• Task statement:
Should a line below contain the word "covered", report it.

- - - - -

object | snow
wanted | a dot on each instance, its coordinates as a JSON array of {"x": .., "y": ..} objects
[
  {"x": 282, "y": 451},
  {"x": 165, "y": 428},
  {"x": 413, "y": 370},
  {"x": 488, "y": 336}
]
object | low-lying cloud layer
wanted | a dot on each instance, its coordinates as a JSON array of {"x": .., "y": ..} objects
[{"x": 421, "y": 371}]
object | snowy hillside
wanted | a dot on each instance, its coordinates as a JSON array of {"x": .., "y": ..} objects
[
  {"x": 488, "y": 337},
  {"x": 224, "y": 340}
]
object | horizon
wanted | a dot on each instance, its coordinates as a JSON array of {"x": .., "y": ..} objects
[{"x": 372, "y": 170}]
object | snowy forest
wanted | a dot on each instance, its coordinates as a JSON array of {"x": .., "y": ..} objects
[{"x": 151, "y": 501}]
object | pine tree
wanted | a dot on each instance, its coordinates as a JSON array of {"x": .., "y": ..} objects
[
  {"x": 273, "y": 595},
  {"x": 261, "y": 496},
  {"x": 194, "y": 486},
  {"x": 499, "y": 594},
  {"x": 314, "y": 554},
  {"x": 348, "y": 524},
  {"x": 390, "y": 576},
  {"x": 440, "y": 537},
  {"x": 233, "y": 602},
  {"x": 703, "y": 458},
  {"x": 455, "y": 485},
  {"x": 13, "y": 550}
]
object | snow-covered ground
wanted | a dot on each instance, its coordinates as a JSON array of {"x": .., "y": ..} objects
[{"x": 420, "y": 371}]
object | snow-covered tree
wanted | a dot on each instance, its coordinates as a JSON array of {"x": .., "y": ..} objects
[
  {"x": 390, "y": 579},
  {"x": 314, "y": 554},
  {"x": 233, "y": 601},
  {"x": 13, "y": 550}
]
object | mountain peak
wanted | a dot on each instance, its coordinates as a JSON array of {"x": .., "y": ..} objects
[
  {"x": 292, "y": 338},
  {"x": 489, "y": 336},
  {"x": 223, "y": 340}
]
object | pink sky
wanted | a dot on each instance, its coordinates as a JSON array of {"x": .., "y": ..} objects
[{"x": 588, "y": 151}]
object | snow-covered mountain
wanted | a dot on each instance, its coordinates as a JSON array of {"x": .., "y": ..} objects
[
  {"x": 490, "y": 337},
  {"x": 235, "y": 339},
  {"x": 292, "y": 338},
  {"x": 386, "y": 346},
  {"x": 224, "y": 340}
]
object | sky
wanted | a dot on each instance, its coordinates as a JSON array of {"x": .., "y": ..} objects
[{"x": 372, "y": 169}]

- - - - -

• Written reply:
object | snow-covered ground
object | snow-covered tree
object | snow-covered mountain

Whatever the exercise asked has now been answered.